Большой резонанс вызвали слова главы Синодального отдела по взаимоотношениям Церкви и общества протоиерея Всеволода Чаплина: «Державность, справедливость и солидарность — это три ценности, на основе которых нам нужно строить систему, которая бы объединила монархию и социализм».
Сразу же возник вопрос: возможно ли такое сочетание? И в какой форме оно может произойти? Здесь очень важно понять, что речь не идёт о каких-то двух разных (и тем более противоположных) реалиях. Так, в частности, существует представление о том, что монархия есть нечто «правое», а социализм — «левое». Действительно, если брать сферу идеологии, то монархия (точнее монархизм) окажется на правом фланге, тогда как социализм (социал-демократия и коммунистическое движение) — на левом.

==================================================

**Требования:**
(A) Перепишите из записей без изменений строки начиная с той, где есть «One marker per instance of the green grass», и до той, где есть «[(1023, 729)]», включая обе.
(B) Продолжите текст о сочетании монархии и социализма с места, где он заканчивается.

**Записи набора данных:**

==================================================

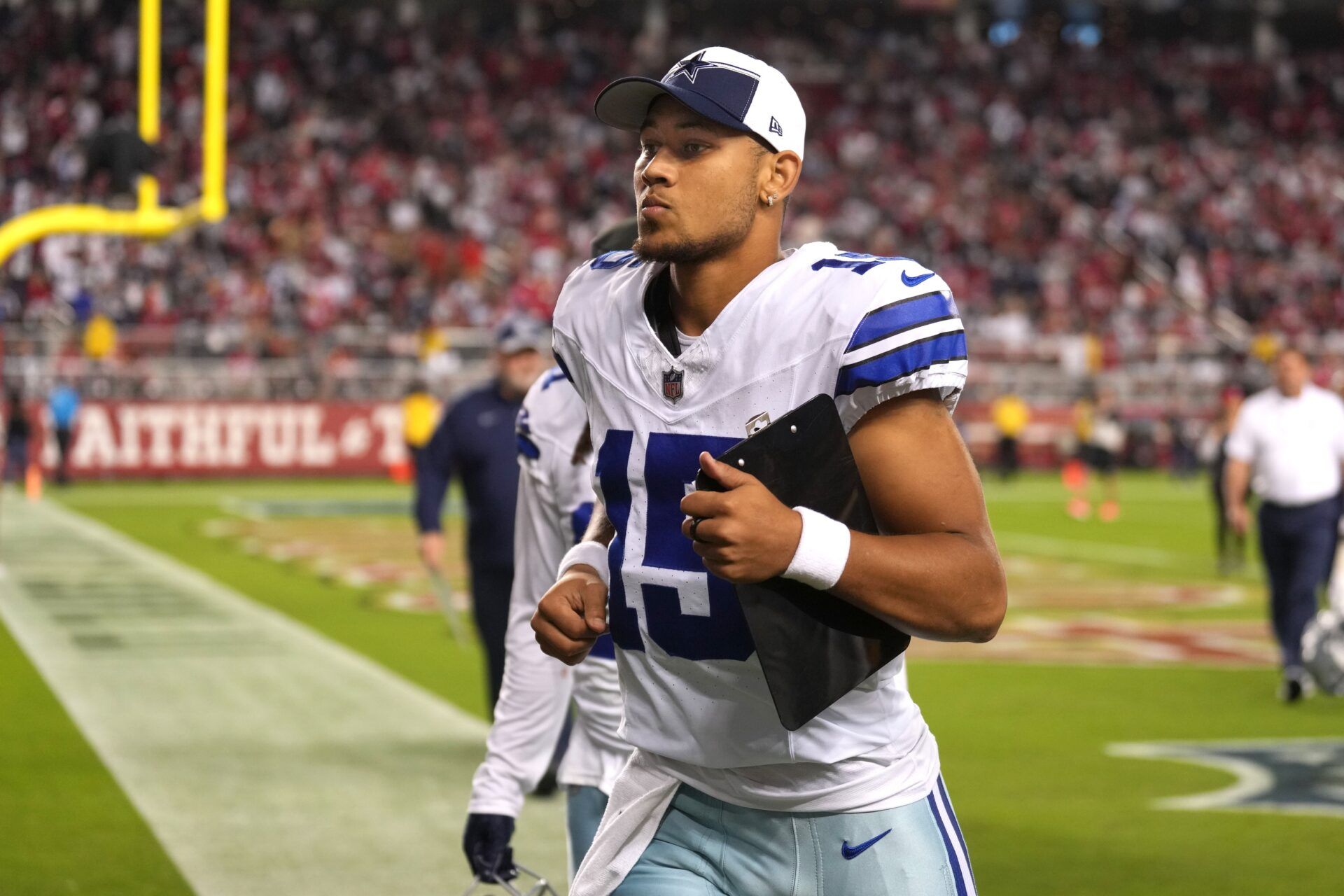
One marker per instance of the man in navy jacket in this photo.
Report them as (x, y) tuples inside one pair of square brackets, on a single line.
[(476, 442)]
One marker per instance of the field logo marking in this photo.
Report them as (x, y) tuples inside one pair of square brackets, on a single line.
[(1303, 777)]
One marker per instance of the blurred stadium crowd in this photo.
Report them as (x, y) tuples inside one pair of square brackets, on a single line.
[(391, 172)]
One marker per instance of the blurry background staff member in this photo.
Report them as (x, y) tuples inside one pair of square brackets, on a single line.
[(554, 507), (64, 406), (1011, 416), (18, 431), (1230, 543), (476, 444), (420, 415), (1101, 438), (1289, 441)]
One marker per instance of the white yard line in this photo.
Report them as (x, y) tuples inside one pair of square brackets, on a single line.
[(268, 760)]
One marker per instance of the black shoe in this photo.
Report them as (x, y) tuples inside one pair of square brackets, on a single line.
[(1294, 685)]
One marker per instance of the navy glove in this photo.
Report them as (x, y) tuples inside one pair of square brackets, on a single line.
[(486, 844)]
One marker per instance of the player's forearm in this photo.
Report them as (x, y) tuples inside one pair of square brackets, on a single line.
[(1237, 480), (942, 586)]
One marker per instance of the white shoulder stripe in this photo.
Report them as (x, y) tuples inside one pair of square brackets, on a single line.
[(904, 337)]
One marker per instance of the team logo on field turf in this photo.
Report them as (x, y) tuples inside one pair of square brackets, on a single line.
[(1300, 777)]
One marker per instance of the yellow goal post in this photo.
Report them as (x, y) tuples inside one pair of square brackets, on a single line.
[(148, 218)]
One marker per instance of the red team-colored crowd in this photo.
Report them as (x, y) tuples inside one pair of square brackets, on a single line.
[(402, 172)]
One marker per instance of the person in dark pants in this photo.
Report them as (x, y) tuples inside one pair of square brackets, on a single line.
[(1291, 440), (18, 433), (476, 444), (64, 406)]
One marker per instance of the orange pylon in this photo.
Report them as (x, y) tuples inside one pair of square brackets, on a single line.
[(33, 482)]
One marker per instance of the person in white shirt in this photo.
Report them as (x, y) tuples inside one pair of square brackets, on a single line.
[(1289, 445), (554, 505), (676, 349)]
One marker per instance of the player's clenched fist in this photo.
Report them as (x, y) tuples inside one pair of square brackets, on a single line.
[(571, 615), (743, 533)]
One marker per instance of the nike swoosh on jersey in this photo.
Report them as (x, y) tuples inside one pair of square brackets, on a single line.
[(850, 852)]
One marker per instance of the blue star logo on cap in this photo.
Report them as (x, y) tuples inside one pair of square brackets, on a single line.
[(727, 86), (690, 67)]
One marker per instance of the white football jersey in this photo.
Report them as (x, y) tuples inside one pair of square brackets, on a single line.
[(554, 505), (860, 328)]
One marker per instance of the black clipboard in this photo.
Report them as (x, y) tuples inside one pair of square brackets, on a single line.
[(813, 647)]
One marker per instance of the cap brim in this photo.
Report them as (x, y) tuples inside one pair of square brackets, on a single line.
[(625, 104)]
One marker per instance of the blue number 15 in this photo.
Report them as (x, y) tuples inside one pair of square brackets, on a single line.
[(670, 465)]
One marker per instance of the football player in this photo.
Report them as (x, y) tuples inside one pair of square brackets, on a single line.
[(676, 348), (554, 505)]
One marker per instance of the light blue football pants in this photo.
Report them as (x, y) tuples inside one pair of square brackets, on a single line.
[(584, 808), (711, 848)]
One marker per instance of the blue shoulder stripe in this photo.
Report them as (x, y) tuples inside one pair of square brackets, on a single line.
[(527, 448), (565, 368), (902, 362), (902, 315)]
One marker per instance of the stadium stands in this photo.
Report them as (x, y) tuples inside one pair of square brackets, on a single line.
[(388, 172)]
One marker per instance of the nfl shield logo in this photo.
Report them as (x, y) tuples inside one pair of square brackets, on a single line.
[(672, 384)]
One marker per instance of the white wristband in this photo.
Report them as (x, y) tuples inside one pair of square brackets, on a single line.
[(823, 551), (588, 552)]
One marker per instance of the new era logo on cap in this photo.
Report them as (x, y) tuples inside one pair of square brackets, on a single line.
[(727, 86)]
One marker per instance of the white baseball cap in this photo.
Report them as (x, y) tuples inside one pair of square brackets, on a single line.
[(727, 86)]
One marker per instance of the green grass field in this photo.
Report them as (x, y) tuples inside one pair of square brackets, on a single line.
[(1023, 729)]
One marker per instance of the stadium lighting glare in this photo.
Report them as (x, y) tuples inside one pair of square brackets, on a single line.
[(150, 219)]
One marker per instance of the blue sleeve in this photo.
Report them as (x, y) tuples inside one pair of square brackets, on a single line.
[(433, 475)]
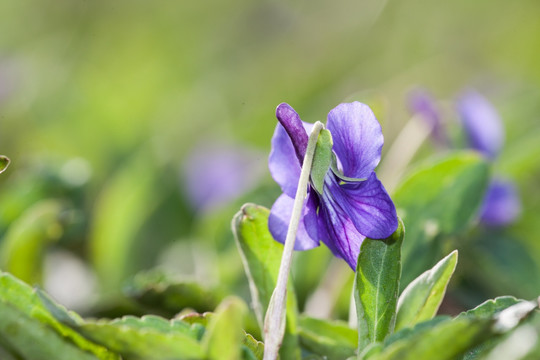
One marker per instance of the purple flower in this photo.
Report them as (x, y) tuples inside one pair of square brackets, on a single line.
[(501, 205), (215, 174), (346, 212), (481, 123), (421, 103)]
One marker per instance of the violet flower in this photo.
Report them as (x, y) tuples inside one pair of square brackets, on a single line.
[(481, 123), (501, 205), (215, 174), (485, 133), (421, 103), (353, 204)]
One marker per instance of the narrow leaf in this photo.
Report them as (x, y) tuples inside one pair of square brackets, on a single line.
[(4, 163), (377, 285), (421, 298), (38, 326), (333, 340), (439, 199), (224, 335), (491, 307), (149, 337), (446, 340), (23, 247), (261, 256), (162, 294), (32, 339), (321, 160)]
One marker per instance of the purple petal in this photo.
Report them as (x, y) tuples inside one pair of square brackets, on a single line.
[(421, 103), (501, 204), (482, 124), (215, 174), (358, 138), (292, 123), (280, 216), (367, 203), (283, 163), (337, 231)]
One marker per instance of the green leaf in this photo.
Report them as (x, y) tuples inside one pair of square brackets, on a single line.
[(224, 335), (33, 339), (120, 212), (149, 337), (439, 199), (22, 249), (261, 256), (487, 309), (444, 338), (254, 348), (155, 291), (421, 298), (38, 330), (491, 307), (321, 160), (444, 341), (377, 285), (330, 339), (500, 263), (4, 163)]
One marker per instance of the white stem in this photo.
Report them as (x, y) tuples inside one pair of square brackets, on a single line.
[(274, 322)]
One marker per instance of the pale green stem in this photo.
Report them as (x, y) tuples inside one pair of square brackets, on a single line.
[(274, 322)]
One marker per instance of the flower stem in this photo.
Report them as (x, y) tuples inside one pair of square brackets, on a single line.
[(274, 322)]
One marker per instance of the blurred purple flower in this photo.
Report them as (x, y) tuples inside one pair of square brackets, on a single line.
[(421, 103), (347, 211), (501, 205), (216, 174), (481, 123)]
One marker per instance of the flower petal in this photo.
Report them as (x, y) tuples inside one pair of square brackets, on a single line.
[(358, 138), (280, 216), (367, 203), (215, 173), (501, 204), (290, 120), (337, 231), (482, 124), (283, 163)]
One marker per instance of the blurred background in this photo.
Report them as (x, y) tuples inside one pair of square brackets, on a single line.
[(136, 129)]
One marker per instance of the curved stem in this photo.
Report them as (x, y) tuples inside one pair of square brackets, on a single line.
[(274, 322)]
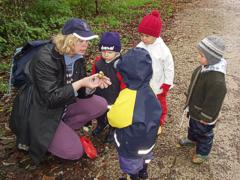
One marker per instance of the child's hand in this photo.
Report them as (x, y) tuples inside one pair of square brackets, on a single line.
[(165, 88)]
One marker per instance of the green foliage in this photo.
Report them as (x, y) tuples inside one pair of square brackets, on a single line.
[(3, 87), (4, 67)]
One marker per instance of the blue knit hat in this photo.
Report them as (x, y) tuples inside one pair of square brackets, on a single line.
[(110, 41)]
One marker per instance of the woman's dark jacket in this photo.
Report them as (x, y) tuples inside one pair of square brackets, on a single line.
[(39, 105)]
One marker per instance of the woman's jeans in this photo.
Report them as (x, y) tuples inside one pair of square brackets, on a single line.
[(66, 143)]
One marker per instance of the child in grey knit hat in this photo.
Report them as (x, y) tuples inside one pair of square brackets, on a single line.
[(205, 97)]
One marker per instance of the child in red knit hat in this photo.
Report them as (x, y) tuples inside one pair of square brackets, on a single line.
[(150, 29)]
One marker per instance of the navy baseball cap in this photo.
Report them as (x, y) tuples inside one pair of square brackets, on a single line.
[(78, 28)]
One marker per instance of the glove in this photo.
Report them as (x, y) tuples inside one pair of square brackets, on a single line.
[(88, 147), (165, 88)]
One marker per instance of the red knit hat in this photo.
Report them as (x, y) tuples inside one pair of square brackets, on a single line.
[(151, 24)]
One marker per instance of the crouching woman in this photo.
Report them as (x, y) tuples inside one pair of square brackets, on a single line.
[(57, 99)]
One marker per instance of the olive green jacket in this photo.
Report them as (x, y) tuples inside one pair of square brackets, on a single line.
[(205, 95)]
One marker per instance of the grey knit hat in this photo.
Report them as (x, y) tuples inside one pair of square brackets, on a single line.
[(212, 48)]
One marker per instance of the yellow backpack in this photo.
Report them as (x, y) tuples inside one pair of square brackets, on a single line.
[(120, 114)]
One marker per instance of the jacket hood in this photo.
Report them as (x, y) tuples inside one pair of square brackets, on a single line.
[(136, 68)]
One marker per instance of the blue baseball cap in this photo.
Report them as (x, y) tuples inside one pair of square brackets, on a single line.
[(78, 28)]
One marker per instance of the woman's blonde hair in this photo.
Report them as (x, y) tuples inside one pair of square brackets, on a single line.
[(65, 44)]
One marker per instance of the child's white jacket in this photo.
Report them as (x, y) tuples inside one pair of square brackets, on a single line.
[(162, 64)]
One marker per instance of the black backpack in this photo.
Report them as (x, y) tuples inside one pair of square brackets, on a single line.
[(20, 58)]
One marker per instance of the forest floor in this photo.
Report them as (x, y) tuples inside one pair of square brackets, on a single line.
[(193, 20)]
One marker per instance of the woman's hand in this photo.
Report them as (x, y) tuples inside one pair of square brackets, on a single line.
[(92, 82)]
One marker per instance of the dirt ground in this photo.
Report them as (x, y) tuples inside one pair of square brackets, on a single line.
[(197, 19)]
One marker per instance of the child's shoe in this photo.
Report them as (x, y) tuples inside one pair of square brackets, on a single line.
[(186, 142), (199, 159), (143, 174)]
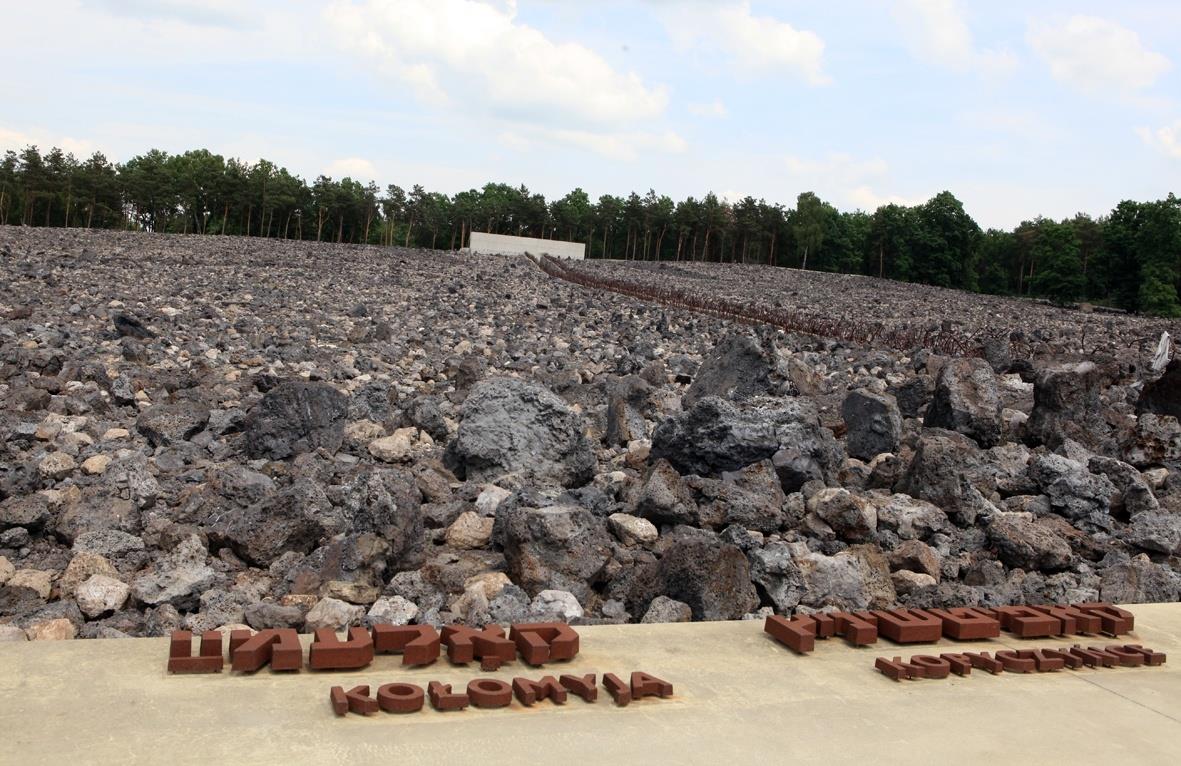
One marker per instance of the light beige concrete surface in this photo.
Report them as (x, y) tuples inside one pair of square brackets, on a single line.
[(739, 699)]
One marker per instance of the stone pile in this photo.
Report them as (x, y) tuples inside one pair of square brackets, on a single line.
[(208, 432)]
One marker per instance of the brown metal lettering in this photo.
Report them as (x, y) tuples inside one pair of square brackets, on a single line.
[(896, 669), (278, 646), (798, 633), (984, 661), (647, 685), (580, 685), (529, 692), (619, 691), (859, 629), (959, 663), (1028, 622), (330, 653), (180, 653), (540, 642), (464, 645), (400, 698), (932, 667), (1113, 620), (442, 699), (489, 693), (967, 623), (356, 700), (418, 645), (1015, 662), (908, 626)]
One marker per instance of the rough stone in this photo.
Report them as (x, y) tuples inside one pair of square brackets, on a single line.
[(170, 424), (555, 548), (100, 594), (966, 400), (665, 609), (511, 426), (297, 417), (469, 530), (874, 424)]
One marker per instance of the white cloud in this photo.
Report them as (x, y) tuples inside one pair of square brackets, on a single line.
[(475, 54), (937, 31), (1166, 139), (866, 198), (615, 145), (210, 13), (354, 168), (839, 168), (708, 109), (1096, 54), (756, 44), (17, 141)]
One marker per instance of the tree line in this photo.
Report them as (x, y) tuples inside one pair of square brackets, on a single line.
[(1128, 259)]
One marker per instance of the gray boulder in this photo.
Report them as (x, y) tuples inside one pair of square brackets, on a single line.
[(1028, 544), (558, 548), (966, 400), (716, 436), (1162, 395), (294, 519), (297, 417), (1157, 532), (1075, 493), (178, 578), (627, 399), (665, 609), (712, 577), (741, 366), (664, 497), (511, 426), (945, 470), (874, 424), (387, 503), (168, 424), (1067, 405)]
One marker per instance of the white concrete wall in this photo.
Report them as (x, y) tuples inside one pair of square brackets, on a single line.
[(504, 244)]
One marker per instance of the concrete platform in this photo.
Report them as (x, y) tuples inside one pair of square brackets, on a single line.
[(739, 699)]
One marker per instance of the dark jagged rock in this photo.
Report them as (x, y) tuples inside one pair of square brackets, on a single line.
[(511, 426), (294, 418)]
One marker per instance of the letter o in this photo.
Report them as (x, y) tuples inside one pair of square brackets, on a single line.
[(490, 693), (400, 698)]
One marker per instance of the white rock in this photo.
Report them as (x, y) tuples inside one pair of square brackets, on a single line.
[(391, 610), (100, 594), (632, 530), (395, 447), (469, 531), (39, 581), (57, 465), (490, 498), (559, 603), (333, 613), (96, 465)]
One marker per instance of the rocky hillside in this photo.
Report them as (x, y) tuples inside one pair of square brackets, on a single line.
[(213, 431)]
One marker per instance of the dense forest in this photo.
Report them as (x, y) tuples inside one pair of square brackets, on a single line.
[(1129, 259)]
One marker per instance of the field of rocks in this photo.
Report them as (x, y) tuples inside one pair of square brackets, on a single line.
[(221, 431)]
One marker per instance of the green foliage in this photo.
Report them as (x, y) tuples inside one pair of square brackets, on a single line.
[(1058, 254), (1130, 259)]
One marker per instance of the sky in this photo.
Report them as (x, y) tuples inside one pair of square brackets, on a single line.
[(1019, 109)]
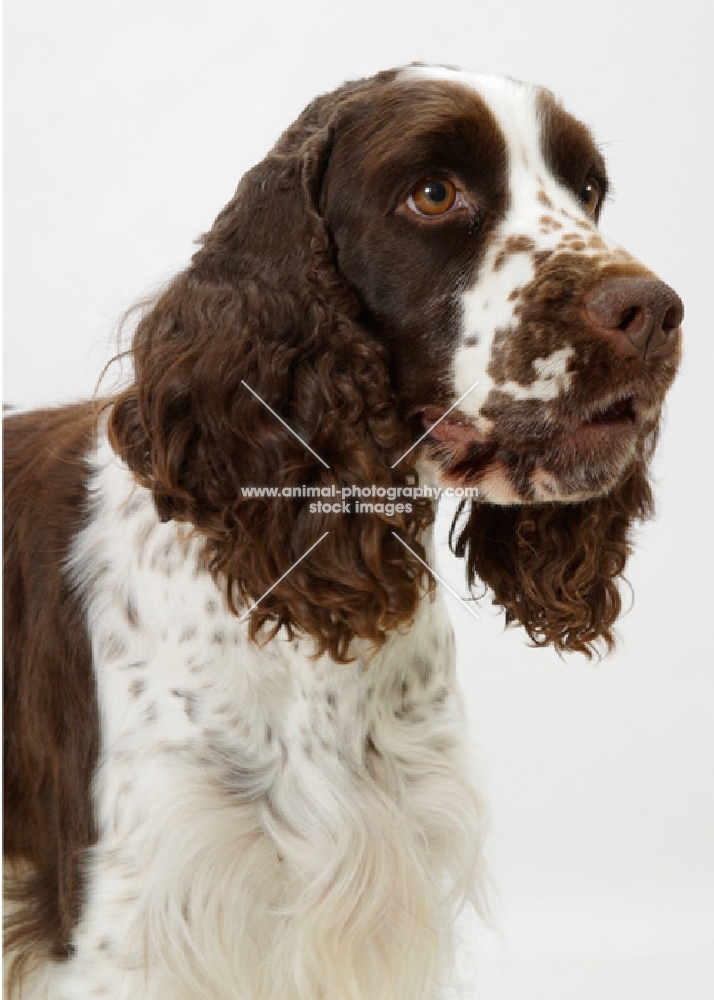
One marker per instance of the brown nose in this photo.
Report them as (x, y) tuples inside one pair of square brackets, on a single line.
[(639, 315)]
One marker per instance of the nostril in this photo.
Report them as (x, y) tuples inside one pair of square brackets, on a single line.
[(632, 320), (638, 314), (672, 319)]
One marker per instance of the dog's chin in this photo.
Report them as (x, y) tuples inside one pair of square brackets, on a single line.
[(581, 465)]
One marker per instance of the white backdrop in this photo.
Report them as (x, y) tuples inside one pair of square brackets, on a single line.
[(128, 125)]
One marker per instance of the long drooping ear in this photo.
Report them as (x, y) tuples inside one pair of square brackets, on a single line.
[(262, 312), (555, 567)]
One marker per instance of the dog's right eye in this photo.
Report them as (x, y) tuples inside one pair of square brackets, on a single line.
[(433, 197)]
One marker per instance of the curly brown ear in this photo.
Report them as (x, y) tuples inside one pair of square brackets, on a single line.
[(262, 312), (555, 567)]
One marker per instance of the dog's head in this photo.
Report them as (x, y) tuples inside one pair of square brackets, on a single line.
[(419, 255)]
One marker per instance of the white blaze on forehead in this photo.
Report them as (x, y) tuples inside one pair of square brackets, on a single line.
[(489, 306)]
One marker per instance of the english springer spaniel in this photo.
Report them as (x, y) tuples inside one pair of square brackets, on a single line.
[(235, 753)]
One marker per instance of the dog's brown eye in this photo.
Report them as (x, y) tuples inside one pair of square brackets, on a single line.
[(432, 197), (590, 196)]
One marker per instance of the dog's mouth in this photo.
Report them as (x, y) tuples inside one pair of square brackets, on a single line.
[(466, 450)]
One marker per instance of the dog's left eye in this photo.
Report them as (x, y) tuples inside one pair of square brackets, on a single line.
[(590, 196), (433, 197)]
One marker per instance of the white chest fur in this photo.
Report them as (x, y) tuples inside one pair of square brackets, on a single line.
[(271, 825)]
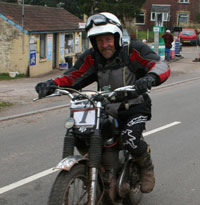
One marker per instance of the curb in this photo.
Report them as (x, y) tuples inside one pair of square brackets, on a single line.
[(33, 112)]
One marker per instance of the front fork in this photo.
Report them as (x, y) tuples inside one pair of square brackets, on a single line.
[(95, 152)]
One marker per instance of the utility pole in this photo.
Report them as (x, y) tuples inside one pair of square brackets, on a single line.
[(23, 26)]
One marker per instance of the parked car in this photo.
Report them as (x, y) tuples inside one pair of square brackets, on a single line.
[(188, 36)]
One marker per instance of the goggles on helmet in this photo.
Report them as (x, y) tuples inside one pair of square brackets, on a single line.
[(98, 20)]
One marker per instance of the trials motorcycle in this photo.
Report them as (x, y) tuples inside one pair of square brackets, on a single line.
[(100, 172)]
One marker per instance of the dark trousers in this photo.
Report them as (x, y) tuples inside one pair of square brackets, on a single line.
[(132, 135)]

==================================================

**Результаты заданий:**
(A)
One marker per instance of the green grass field in this photo.
Report them as (x, y) tuples inside one pair of square brackets, on a single line.
[(1023, 729)]

(B)
Хотя можно привести в пример монархистов, апеллирующих к социализму или очень близких к нему. Так, классик русского консерватизма К. Н. Леонтьев считал, что социализм может стать опорой монархии: «Чувство мое пророчит мне, что славянский православный царь возьмет когда-нибудь в руки социалистическое движение (так, как Константин Византийский взял в руки движение религиозное) и с благословения Церкви учредит социалистическую форму жизни на место буржуазно-либеральной». Можно также вспомнить о младоросах — монархическом движении, существовавшем в русской эмиграции.
Сами младоросы вовсе не называли себя социалистами, но выдвинули лозунг «Царь и Советы», предложив проект «трудовой и социальной монархии», основанный на корпоративном взаимодействии рабочих, предпринимателей и государства. При этом они выступали за плановую экономику, без излишней централизации.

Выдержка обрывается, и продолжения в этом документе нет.